* **Your assignment**: Nothing is to be altered. Print each record in full.

====== Exercise data ======

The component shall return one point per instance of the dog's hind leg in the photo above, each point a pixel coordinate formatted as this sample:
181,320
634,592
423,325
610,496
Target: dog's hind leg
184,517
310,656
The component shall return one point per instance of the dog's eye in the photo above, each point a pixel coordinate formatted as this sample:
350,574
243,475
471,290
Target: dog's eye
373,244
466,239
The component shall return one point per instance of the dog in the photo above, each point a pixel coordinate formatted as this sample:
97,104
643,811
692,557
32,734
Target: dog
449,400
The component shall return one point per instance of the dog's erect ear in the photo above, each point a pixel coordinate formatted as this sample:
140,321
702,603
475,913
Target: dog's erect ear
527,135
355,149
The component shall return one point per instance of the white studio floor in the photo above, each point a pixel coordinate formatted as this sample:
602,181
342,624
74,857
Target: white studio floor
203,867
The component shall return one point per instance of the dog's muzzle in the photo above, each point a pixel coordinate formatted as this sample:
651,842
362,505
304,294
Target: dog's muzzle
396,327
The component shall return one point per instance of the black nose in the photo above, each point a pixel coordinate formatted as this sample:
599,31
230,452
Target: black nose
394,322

======

* **Completed exercise**:
The component shall return one point per instance of the dog's hind leg in the photo above, each point a pixel coordinate formatted as this sample:
181,320
634,592
423,325
610,496
Target: dog's hind leg
184,517
310,656
The component shall return one point per instance of the dog's eye in the photo above, each point a pixel coordinate formatted as this sample:
350,574
243,475
471,290
Target: dog's eye
373,244
466,239
The component shall return one point per instance of the dog in the photo above, each point a pixel coordinate formatted as this sample:
97,104
643,811
692,557
32,734
Target: dog
449,400
The component shall return one point per instance of the dog's erect ear in the photo above, each point a pixel coordinate formatted as this sample:
140,321
702,603
475,913
Target: dog's erect ear
527,135
355,149
The component shall return one point per instance of the white studio floor in the photo above, each point a pixel coordinate formatted as this sample:
602,181
342,624
74,857
Target: white studio floor
203,867
The component shall return one point per instance of the dog's muzzle in the photo above, each point a pixel coordinate formatted as this sample:
651,842
362,505
304,294
Target: dog's muzzle
396,327
The component shall return one point per instance of the black nose in the photo above, each point a pixel coordinate formatted as this sample:
599,31
230,452
Target: black nose
394,322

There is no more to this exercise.